===== Record excerpts =====
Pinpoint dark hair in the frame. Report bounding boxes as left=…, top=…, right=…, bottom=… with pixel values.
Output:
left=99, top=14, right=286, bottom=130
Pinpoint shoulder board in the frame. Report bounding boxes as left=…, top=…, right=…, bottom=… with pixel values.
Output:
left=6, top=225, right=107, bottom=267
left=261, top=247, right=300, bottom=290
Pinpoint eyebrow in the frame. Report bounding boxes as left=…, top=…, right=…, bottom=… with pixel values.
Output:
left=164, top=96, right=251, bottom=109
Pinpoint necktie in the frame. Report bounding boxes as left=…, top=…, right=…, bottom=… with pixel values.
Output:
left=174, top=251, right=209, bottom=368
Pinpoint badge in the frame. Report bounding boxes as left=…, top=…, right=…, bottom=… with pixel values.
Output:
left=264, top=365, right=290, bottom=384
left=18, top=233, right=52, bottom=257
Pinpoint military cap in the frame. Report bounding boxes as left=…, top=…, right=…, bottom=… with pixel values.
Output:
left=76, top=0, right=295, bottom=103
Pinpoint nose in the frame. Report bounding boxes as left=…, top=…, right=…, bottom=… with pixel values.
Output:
=====
Problem to solve –
Reproduce every line of the records above, requests included, and offset each bounding-box coordinate in the answers by adding 42 to it.

Task output –
Pinpoint dark hair in the frame. Report bounding boxes as left=…, top=…, right=…, bottom=… with pixel values.
Output:
left=141, top=56, right=328, bottom=172
Pinpoint shoulder board in the frame. Report bounding boxes as left=…, top=…, right=…, bottom=… with pixel values.
Output:
left=48, top=267, right=149, bottom=309
left=303, top=289, right=342, bottom=332
Pinpoint eyebrow in the frame. Report bounding boxes as left=…, top=…, right=…, bottom=… with pixel values.
Output:
left=206, top=138, right=293, bottom=151
Pinpoint necktie in the frame. Report bounding boxes as left=…, top=…, right=…, bottom=… with pixel values.
Output:
left=216, top=293, right=251, bottom=410
Pinpoint badge in the frame. Report bounding boxes as left=…, top=…, right=…, bottom=… with pixel values.
Output:
left=306, top=407, right=332, bottom=426
left=60, top=275, right=94, bottom=299
Pinpoint military cap in the frame. Report bounding boxes as left=…, top=…, right=…, bottom=… with pixel values.
Output:
left=118, top=42, right=337, bottom=145
Pinpoint nose in the frame. Report bounding boxes as left=…, top=…, right=…, bottom=… with pixel values.
Output:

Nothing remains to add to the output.